Virus Corona Serang Dunia
Presiden AS Donald Trump Ragukan Data Kasus Virus Corona di China
Presiden AS Donald Trump menyuarakan keraguan atas data virus corona yang dirilis China, setelah seorang politisi menuding Beijing menutupinya.
SERAMBINEWS.COM, WASHINGTON DC - Presiden AS Donald Trump menyuarakan keraguan atas data virus corona yang dirilis China, setelah seorang politisi menuding Beijing menutupinya.
"Bagaimana kita tahu jika (laporan) itu akurat? Angka mereka kelihatan tidak jelas di satu sisi," ujar dia dalam konferensi pers.
Trump melanjutkan, meski meragukan data virus corona China, dia bersikeras hubungannya dengan Beijing maupun Presiden Xi Jinping tetaplah baik.
Akan tetapi, kontroversi terkait transparansi Negeri "Panda" sudah membuat relasi kedua negara tegang, dikutip oleh AFP Kamis (2/4/2020).
Apa lagi diperparah dengan teori konspirasi yang disembulkan salah satu pejabat China, bahwa militer AS membawa wabah ke Wuhan.
Anggota Kongres AS asal Partai Republik mengungkapkan kekesalan mereka setelah membaca pemberitaan Bloomberg yang mengutip intelijen.
Para politisi tersebut menyatakan Beijing menyesatkan dunia terkait angka infeksi dan kematian virus yang pertama kali menyebar di Wuhan pada Desember 2019 itu.
Bloomberg memberitakan dokumen rahasia intelijen yang dikirimkan ke Gedung Putih pekan lalu, menekankan bahwa laporan itu sengaja tidak dilengkapi.
Senator dari Republik, Ben Sasse, menyatakan laporan yang dirilis Beijing terkait virus dengan nama resmi SARS-Cov-2 itu adalah "propaganda sampah".
"Klaim bahwa Amerika Serikat mempunyai lebih banyak kasus virus corona dibandingkan China adalah kesalahan," cetus Sasse dalam pernyataan tertulis.
Sementara anggota Komite Luar Negeri DPR AS, Michael McCaul, menuturkan bahwa Negeri "Panda" tak bisa dipercaya dalam memerangi Covid-19.
McCaul berkata, Negeri "Panda" tidak hanya berbohong terkait adanya transmisi antar-manusia, tapi juga membungkam tim medis yang menyuarakan wabah tersebut.
"Kini, nampaknya mereka berusaha menyembunyikan jumlah sebenarnya orang yang sudah terpapar oleh wabah tersebut," kecam McCaul.
Bahkan berdasarkan penuturan dari sejumlah pejabat telik sandi anonim, data yang dipaparkan oleh Negeri "Panda" itu palsu.
Merujuk kepada data Universitas John Hopkins, China mempublikasikan laporan bahwa angka infeksi mencapai 82.394 orang, dengan 3.316 orang meninggal.

**DATA YANG DIBERIKAN:**
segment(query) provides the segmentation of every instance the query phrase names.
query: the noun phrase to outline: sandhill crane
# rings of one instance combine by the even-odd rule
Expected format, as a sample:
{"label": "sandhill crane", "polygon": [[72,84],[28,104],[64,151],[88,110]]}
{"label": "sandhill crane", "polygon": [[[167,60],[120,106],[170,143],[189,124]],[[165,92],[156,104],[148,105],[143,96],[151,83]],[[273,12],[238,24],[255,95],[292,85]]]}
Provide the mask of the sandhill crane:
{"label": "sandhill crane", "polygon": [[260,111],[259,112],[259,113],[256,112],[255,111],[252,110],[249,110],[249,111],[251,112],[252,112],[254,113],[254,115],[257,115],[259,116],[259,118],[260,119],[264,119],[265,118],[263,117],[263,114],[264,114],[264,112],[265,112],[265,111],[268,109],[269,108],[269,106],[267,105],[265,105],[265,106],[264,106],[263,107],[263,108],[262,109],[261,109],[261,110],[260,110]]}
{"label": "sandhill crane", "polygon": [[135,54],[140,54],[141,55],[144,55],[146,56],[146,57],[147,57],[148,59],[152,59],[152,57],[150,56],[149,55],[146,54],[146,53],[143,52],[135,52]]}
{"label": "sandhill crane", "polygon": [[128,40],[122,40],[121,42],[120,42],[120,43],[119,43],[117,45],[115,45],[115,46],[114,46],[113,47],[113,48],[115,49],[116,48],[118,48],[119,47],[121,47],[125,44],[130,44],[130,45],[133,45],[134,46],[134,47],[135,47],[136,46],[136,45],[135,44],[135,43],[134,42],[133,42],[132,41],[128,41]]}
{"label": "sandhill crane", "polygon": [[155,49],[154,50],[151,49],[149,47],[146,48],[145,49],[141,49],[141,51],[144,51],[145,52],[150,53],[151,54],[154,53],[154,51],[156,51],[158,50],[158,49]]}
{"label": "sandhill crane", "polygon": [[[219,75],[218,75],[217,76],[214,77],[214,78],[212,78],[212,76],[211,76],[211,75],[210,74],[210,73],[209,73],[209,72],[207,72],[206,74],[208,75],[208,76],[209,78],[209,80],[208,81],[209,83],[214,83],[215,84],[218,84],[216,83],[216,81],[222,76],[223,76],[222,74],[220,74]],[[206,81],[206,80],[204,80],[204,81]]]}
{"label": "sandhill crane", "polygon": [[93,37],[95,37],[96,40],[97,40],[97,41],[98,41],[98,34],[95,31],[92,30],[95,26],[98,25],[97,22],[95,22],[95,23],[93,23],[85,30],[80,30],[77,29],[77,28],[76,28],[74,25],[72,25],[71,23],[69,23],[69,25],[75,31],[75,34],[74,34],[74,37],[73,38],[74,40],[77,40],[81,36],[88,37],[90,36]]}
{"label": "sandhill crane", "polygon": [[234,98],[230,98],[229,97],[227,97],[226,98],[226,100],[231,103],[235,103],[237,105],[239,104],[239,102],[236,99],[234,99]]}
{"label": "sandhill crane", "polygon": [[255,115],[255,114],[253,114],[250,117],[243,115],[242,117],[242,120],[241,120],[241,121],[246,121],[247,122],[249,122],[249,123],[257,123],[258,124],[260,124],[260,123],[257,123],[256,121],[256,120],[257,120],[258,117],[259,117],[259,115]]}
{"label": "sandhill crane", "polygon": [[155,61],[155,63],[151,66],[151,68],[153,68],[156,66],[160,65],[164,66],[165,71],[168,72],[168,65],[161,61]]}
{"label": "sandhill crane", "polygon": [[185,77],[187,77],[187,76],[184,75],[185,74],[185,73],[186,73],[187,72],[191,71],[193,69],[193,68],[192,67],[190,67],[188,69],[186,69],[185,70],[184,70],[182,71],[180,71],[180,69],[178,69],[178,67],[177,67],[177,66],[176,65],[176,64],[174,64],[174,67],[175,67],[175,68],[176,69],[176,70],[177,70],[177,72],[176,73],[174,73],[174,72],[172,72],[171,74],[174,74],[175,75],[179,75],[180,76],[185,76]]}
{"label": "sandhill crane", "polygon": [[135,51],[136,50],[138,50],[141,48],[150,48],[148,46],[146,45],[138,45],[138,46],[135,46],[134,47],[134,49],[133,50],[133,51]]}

**YANG PERLU DIKERJAKAN:**
1/ Menurut artikel tentang keraguan Trump, berapa angka infeksi yang dilaporkan China berdasarkan data Universitas John Hopkins?
2/ Tuliskan kembali dengan persis bagian artikel tentang keraguan Trump yang dimulai pada kata-kata "McCaul berkata, Negeri" dan berakhir setelah "menyuarakan wabah tersebut.".
3/ Tentukan apakah setiap pernyataan berikut sesuai dengan artikel tentang keraguan Trump. Untuk setiap pernyataan, jawab ya atau tidak dan kutip kata-kata artikel yang menjadi penentunya.
(a) Ben Sasse menyebut laporan yang dirilis Beijing sebagai "propaganda sampah".
(b) Trump menyatakan hubungannya dengan Presiden Xi Jinping sudah memburuk.
(c) Michael McCaul adalah senator dari Partai Republik.
Item-item tersebut adalah bahan terpisah dari artikel.

**JAWABAN TIAP TUGAS:**
1/ 82.394 orang.

2/
McCaul berkata, Negeri "Panda" tidak hanya berbohong terkait adanya transmisi antar-manusia, tapi juga membungkam tim medis yang menyuarakan wabah tersebut.

3/
(a) Ya: "Senator dari Republik, Ben Sasse, menyatakan laporan yang dirilis Beijing terkait virus dengan nama resmi SARS-Cov-2 itu adalah "propaganda sampah"."
(b) Tidak: "dia bersikeras hubungannya dengan Beijing maupun Presiden Xi Jinping tetaplah baik."
(c) Tidak: "anggota Komite Luar Negeri DPR AS, Michael McCaul"